§ Exercise prompt
Update the stretch of lines from the one containing "Note: for this drill, pin each instance of the blue" through the one containing "Note: for this drill, pin each instance of the suv front" by replacing "drill" with "exercise" and changing nothing else. Return only those lines.
□ □ □ □ □ □ □
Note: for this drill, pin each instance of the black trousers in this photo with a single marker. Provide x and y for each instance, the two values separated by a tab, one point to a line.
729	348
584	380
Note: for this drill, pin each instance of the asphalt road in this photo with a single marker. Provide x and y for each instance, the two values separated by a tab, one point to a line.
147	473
□ □ □ □ □ □ □
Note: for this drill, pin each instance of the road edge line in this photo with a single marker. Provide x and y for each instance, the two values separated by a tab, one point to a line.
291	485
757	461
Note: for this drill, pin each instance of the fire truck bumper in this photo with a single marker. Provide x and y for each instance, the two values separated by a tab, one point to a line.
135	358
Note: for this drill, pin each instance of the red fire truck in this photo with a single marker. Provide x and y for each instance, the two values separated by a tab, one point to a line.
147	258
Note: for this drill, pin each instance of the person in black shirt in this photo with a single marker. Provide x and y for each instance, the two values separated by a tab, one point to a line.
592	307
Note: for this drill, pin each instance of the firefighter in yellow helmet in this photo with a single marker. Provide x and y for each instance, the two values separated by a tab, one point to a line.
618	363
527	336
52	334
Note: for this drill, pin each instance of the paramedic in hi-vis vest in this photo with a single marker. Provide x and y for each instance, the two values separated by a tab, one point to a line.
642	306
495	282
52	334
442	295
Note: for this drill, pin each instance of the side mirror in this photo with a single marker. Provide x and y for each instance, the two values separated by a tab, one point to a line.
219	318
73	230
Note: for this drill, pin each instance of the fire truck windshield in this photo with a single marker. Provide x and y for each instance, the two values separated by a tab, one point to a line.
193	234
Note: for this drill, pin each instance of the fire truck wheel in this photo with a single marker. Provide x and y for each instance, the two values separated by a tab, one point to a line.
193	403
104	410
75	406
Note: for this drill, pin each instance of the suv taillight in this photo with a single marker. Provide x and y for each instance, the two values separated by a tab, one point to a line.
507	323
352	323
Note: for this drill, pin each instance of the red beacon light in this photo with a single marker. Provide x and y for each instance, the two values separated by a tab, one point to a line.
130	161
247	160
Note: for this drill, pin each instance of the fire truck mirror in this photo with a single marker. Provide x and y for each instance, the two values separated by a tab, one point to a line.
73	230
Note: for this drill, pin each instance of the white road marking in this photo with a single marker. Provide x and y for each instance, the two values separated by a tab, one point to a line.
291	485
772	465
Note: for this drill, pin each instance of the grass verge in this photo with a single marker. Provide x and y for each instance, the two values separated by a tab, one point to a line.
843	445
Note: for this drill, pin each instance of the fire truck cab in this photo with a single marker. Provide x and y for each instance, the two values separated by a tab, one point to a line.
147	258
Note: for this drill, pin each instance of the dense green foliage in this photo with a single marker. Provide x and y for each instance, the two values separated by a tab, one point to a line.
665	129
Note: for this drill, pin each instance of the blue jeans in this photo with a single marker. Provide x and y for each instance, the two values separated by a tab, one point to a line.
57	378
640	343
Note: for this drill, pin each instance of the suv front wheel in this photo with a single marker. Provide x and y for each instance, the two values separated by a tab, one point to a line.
□ □ □ □ □ □ □
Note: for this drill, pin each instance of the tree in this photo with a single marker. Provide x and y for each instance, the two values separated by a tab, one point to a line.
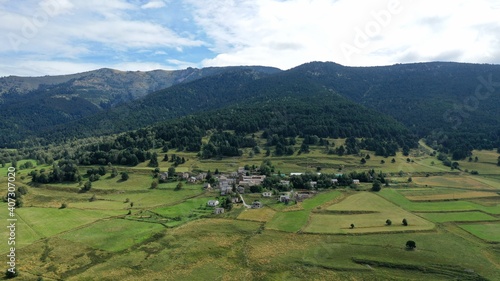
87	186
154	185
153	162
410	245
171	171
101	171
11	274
□ □ □ □ □ □ □
§ Correct answer
Note: for this exercise, pin each instance of the blue jeans in this photo with a single marker. Provide x and y for each instance, the two values separated by a tab, one point to a line.
57	378
640	343
Note: for this exercise, pin each instance of the suv front wheel in this photo with a single marker. Provide x and y for each instance, the two values separated by a tab, one point to a line.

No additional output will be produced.